* [Entries provided]

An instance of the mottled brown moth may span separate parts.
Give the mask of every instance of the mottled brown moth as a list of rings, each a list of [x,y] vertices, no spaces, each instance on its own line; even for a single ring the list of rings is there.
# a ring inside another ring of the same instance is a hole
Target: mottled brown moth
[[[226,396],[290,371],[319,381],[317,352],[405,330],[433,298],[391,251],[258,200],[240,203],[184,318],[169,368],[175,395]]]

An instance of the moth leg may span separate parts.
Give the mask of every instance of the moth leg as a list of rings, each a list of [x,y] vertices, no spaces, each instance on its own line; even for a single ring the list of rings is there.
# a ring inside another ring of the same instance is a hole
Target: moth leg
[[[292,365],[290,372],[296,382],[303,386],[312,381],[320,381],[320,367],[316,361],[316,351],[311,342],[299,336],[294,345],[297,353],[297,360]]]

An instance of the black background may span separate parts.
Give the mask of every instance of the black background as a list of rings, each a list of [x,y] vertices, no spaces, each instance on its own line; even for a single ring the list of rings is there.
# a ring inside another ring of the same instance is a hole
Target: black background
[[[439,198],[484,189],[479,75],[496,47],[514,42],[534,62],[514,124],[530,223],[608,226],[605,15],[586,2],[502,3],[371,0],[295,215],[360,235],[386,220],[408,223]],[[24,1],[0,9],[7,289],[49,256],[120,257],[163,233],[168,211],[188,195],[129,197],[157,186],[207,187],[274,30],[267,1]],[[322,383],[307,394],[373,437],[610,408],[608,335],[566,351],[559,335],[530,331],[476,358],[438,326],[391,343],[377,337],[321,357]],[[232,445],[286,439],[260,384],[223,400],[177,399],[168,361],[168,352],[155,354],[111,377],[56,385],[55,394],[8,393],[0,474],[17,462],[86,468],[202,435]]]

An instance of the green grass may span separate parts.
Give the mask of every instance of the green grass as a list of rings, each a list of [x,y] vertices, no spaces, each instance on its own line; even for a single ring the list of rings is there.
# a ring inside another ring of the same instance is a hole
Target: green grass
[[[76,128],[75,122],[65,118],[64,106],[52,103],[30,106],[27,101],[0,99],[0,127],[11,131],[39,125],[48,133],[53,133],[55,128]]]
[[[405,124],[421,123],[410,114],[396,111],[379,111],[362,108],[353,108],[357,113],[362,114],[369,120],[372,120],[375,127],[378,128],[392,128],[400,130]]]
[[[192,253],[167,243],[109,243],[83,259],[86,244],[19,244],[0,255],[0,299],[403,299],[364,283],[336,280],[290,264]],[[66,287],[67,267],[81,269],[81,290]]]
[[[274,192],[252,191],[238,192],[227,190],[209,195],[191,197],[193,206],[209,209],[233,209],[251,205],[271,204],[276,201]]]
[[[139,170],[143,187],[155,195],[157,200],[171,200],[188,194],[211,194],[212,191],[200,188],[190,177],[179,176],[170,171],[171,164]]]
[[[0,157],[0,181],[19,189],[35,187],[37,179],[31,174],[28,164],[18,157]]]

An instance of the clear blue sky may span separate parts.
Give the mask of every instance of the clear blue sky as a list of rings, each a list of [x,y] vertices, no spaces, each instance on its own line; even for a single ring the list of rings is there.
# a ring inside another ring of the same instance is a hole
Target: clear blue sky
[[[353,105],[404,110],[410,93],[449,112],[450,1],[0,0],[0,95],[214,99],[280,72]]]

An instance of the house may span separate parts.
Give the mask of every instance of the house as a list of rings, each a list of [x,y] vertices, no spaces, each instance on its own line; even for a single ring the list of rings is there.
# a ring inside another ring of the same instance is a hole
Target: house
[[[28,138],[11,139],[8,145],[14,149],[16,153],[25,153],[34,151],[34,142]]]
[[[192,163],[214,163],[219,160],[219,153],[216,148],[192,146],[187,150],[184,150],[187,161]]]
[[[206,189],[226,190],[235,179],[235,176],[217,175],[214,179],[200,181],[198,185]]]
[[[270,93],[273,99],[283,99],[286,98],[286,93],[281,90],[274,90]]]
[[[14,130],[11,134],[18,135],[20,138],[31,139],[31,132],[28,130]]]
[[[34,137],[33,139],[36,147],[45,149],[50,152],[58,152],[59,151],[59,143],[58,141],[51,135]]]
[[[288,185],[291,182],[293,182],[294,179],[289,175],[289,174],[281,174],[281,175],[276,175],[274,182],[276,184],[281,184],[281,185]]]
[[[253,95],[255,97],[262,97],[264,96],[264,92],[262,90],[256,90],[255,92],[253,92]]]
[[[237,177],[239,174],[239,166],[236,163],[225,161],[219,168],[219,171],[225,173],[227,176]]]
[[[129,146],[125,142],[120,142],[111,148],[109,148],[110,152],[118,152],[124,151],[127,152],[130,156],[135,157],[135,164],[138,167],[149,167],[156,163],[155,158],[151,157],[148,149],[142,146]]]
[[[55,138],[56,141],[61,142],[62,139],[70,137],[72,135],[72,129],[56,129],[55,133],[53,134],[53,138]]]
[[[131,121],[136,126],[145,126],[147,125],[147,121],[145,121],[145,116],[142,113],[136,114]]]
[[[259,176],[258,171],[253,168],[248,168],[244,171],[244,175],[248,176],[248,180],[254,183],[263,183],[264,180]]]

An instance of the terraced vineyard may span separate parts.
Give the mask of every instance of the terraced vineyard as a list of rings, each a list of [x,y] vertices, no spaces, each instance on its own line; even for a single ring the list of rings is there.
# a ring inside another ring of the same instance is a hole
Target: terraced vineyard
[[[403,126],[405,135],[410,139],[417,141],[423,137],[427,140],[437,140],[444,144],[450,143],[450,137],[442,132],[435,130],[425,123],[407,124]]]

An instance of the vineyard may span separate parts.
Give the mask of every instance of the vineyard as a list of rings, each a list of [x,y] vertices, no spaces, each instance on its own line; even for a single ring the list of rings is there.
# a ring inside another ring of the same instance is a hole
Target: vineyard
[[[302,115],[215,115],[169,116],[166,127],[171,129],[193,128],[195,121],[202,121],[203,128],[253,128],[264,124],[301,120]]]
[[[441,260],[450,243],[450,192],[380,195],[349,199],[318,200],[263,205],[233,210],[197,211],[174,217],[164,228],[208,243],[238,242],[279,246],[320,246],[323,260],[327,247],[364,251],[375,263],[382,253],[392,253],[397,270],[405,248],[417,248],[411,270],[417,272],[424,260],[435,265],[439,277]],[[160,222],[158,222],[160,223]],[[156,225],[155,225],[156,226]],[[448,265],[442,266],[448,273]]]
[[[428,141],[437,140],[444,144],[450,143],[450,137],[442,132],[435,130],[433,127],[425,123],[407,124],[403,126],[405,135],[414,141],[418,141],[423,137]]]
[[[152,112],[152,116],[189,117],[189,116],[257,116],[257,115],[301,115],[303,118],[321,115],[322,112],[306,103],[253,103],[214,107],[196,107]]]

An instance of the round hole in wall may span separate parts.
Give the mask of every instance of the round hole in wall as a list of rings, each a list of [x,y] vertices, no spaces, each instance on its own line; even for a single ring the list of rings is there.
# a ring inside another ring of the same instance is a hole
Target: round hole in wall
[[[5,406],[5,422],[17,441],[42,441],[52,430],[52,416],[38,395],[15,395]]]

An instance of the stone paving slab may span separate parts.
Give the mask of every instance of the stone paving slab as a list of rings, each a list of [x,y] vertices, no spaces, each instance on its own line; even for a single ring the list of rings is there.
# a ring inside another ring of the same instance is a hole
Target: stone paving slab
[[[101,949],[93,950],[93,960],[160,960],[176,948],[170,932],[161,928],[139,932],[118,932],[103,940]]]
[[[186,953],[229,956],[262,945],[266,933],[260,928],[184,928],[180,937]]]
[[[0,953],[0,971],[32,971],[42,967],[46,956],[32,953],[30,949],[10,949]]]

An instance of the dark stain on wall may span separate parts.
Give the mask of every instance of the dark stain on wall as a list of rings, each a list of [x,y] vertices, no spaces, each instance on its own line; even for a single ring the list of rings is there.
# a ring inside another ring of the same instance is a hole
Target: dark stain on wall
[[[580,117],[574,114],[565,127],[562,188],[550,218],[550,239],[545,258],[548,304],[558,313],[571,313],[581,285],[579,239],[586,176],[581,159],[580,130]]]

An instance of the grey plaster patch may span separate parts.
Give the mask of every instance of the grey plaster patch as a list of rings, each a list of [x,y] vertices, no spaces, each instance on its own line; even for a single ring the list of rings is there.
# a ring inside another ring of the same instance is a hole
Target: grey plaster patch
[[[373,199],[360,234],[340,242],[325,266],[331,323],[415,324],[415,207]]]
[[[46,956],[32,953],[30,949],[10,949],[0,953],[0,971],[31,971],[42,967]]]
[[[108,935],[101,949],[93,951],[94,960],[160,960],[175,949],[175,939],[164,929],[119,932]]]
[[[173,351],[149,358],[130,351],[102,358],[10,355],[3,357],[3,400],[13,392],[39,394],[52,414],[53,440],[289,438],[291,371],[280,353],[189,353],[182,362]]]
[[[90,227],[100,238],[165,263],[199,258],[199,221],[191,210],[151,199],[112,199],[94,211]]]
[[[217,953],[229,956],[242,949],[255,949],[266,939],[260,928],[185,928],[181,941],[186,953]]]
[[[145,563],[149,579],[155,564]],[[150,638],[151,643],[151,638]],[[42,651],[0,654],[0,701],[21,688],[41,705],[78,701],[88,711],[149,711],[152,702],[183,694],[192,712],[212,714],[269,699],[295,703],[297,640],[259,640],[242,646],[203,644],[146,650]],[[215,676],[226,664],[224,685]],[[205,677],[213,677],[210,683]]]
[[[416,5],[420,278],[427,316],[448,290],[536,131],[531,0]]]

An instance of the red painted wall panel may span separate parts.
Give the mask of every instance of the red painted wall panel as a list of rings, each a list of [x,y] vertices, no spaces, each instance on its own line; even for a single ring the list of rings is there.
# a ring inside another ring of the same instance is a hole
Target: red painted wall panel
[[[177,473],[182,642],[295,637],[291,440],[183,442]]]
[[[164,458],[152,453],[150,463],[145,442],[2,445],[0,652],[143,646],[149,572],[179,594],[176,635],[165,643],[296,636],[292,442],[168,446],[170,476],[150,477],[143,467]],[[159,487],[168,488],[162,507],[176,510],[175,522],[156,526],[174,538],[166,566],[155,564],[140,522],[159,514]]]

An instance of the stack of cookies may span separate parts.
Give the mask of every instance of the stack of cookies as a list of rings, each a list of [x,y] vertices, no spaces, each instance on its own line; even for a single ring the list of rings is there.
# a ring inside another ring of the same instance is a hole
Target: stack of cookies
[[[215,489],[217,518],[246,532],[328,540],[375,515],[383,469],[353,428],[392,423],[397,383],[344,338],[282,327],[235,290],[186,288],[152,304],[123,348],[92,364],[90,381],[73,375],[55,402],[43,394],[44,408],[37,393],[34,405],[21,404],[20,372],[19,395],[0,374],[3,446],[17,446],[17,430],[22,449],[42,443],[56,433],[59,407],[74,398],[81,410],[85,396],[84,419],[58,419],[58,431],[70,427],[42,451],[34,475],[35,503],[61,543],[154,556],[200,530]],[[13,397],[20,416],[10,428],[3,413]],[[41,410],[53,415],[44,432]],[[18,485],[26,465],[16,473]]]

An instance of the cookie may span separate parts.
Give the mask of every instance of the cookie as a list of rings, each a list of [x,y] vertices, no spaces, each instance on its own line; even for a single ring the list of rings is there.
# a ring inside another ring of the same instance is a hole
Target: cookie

* [Problem details]
Retype exactly the span of lines from the one with "Give the mask of every instance of the stone" through the one with "An instance of the dark"; include both ends and omit the rest of the material.

* [Output]
Give the mask of every instance of the stone paving slab as a list of rings, each a list of [x,y] vertices, no spaces, each instance on its own line; even for a single ring the list of rings is there.
# a ring inside another ring of the same instance is a hole
Target: stone paving slab
[[[101,949],[93,950],[93,960],[160,960],[176,948],[170,932],[161,928],[139,932],[118,932],[103,940]]]
[[[186,953],[229,956],[262,945],[266,933],[260,928],[184,928],[180,937]]]
[[[0,953],[0,971],[32,971],[42,967],[46,956],[32,953],[30,949],[10,949]]]

An instance of the dark stain on wall may span separate parts.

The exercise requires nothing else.